_Supplied data_
══════
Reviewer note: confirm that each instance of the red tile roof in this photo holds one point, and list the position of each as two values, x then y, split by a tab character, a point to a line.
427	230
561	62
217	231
══════
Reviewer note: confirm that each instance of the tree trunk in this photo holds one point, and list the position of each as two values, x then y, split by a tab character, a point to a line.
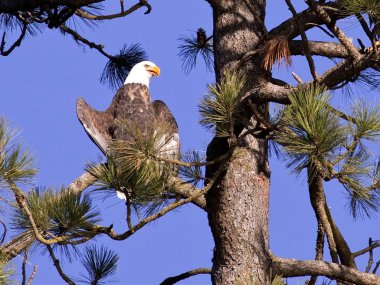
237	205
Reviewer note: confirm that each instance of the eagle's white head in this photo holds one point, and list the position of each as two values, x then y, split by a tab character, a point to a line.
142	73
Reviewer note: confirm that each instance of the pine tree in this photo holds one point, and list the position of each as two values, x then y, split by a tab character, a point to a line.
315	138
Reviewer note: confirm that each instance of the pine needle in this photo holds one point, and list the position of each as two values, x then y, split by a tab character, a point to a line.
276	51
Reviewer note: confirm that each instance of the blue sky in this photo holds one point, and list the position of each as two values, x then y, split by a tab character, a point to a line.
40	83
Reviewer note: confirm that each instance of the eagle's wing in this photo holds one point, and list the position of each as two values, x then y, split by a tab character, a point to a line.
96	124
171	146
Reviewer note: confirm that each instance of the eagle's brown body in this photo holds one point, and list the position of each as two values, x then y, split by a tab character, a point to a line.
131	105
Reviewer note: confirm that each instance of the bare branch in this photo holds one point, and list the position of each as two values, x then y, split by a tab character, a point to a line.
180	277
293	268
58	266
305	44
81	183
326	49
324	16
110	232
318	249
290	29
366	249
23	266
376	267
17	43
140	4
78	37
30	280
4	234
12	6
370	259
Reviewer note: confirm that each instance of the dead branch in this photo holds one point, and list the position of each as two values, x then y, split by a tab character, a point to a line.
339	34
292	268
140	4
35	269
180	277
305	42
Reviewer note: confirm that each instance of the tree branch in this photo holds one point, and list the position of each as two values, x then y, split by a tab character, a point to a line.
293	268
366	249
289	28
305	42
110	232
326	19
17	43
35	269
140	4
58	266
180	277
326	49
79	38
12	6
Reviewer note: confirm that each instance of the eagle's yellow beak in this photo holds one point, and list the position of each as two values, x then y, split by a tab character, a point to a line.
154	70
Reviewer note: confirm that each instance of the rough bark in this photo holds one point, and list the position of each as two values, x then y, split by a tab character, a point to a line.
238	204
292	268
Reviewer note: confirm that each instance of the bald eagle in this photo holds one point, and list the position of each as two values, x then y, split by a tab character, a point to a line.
══════
_Exercise objective_
Your answer should be the lines above from the one containing "Reviewer note: confirm that each instance of the eagle's yellow" through the one containing "Reviewer note: confirm that each instance of the bald", copied exactly and with both ends kept.

_Your solution_
Reviewer note: confirm that each instance of the eagle's yellow beak in this photo holds one point, and list the position of each as two values, x then y, split by a tab character, a point to a line.
154	70
Reviewer note: confirm that each instance of the rough bark in this photo holds one point, and list the position of each as two values, x then y, split by a tab character, a point to a line.
238	204
292	268
Reviewer note: confirm that each instance of the bald eagle in this photo holds one point, and list the position of each as two values, x then y, split by a tab character, a point to a line.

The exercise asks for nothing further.